Problem statement:
Please print nothing but the lines from the one containing "Target: sepia photograph" to the final line below, exactly, and no pictures.

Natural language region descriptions
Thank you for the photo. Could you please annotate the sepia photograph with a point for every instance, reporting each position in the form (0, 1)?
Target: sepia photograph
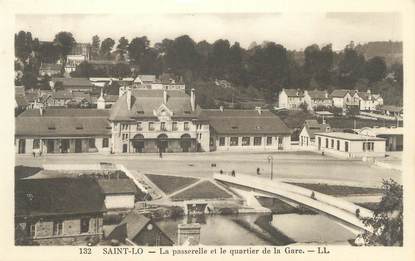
(209, 129)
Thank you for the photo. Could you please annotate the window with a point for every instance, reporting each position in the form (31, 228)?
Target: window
(91, 143)
(36, 144)
(368, 146)
(257, 141)
(174, 126)
(222, 141)
(85, 225)
(163, 126)
(139, 126)
(57, 227)
(234, 141)
(105, 143)
(31, 229)
(245, 141)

Answer to this exercise:
Target: sepia photograph
(209, 129)
Thank you for the photo. Could you please annotate the window with a point for every instance, reporting each position in the form (31, 228)?
Target: window
(91, 143)
(36, 144)
(368, 146)
(257, 141)
(174, 126)
(222, 141)
(85, 225)
(163, 126)
(139, 126)
(57, 227)
(234, 141)
(105, 143)
(31, 229)
(245, 141)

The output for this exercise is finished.